## Request
Render everything below, from the row containing "[locate] sunflower head" down to the last row, as a Markdown table with the columns Number and Entry, numbering each row and omitting any blank ones.

— Start of Records for the exercise —

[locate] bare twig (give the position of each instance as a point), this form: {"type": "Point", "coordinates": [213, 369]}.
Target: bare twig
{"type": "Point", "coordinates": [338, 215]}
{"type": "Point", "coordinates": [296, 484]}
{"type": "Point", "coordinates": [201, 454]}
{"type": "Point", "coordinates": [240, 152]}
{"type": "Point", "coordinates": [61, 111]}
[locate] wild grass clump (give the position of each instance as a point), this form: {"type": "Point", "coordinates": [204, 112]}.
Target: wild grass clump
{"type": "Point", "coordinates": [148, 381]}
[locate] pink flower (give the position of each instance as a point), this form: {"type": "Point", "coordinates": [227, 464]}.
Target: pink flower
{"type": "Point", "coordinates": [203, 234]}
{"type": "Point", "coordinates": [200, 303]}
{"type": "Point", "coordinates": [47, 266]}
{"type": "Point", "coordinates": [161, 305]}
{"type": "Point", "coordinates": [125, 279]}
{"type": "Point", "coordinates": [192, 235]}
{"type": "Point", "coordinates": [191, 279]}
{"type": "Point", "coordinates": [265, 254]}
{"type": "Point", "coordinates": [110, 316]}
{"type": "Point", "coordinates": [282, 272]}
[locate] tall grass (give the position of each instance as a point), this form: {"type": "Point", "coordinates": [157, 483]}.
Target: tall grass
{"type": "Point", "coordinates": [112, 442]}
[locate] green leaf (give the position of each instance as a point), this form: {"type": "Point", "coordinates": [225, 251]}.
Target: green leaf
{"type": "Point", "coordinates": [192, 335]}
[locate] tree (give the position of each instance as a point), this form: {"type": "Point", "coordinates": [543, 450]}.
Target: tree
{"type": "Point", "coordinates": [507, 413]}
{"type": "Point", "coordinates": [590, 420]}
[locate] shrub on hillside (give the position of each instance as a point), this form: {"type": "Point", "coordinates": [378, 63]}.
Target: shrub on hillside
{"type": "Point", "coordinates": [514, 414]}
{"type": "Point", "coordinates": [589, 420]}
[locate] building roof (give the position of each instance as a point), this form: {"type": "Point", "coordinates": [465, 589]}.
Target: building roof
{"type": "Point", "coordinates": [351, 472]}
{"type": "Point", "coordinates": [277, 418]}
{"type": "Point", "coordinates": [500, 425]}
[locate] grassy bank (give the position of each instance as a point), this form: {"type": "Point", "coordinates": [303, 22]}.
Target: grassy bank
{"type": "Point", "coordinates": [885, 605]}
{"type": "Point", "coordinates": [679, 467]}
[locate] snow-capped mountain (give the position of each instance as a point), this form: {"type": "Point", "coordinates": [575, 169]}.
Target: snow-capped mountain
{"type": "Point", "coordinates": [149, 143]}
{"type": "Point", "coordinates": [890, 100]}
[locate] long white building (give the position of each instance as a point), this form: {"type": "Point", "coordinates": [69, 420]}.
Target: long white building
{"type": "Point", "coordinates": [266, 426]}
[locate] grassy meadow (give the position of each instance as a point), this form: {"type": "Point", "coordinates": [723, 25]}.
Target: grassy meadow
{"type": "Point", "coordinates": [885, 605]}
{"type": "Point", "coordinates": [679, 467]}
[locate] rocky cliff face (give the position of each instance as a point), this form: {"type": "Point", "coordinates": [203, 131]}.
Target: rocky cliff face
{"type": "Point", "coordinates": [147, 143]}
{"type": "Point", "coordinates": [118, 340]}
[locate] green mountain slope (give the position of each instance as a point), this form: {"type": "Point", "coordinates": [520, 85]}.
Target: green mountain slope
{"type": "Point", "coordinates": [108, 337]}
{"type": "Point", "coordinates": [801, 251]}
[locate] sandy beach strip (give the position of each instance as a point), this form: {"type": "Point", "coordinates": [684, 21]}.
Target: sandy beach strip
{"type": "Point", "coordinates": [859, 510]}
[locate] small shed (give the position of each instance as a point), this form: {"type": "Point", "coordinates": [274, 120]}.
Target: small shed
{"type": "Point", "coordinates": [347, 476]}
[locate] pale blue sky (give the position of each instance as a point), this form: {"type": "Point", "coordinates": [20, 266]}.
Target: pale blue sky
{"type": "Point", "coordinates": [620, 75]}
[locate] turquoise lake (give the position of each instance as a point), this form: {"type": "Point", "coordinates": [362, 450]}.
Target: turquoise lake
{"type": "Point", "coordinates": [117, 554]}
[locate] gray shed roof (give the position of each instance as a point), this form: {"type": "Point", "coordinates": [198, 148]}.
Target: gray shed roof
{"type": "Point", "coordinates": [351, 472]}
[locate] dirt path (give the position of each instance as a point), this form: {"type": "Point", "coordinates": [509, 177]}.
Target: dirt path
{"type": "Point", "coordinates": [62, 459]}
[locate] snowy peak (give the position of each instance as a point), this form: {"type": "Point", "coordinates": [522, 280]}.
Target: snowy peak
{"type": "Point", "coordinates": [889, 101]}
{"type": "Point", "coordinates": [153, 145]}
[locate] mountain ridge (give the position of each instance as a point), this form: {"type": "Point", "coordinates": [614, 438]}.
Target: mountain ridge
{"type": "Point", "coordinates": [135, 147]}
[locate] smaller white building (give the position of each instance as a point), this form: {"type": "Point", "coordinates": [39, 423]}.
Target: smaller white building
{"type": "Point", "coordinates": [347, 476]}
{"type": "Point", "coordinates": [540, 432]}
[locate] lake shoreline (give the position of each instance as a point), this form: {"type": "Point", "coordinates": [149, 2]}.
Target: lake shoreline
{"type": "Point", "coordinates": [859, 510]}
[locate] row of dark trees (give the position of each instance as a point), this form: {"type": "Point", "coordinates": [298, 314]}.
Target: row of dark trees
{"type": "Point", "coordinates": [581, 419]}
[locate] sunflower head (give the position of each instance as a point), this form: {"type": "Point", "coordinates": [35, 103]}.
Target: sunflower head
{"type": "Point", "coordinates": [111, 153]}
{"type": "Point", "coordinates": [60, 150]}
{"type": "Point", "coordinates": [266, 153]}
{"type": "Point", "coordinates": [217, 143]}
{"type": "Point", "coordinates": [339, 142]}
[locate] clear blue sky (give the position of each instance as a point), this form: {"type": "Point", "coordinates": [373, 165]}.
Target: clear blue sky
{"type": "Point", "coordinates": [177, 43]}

— End of Records for the exercise —

## Expected answer
| Number | Entry |
|---|---|
| 1 | [locate] sunflower head (give the position of each instance as a point), this form: {"type": "Point", "coordinates": [35, 103]}. |
| 2 | Target: sunflower head |
| 3 | {"type": "Point", "coordinates": [111, 153]} |
| 4 | {"type": "Point", "coordinates": [60, 150]} |
| 5 | {"type": "Point", "coordinates": [266, 153]} |
| 6 | {"type": "Point", "coordinates": [217, 143]} |
| 7 | {"type": "Point", "coordinates": [339, 142]} |
| 8 | [locate] clear blue sky (give the position of each instance as a point), this form: {"type": "Point", "coordinates": [373, 165]}. |
| 9 | Target: clear blue sky |
| 10 | {"type": "Point", "coordinates": [177, 43]} |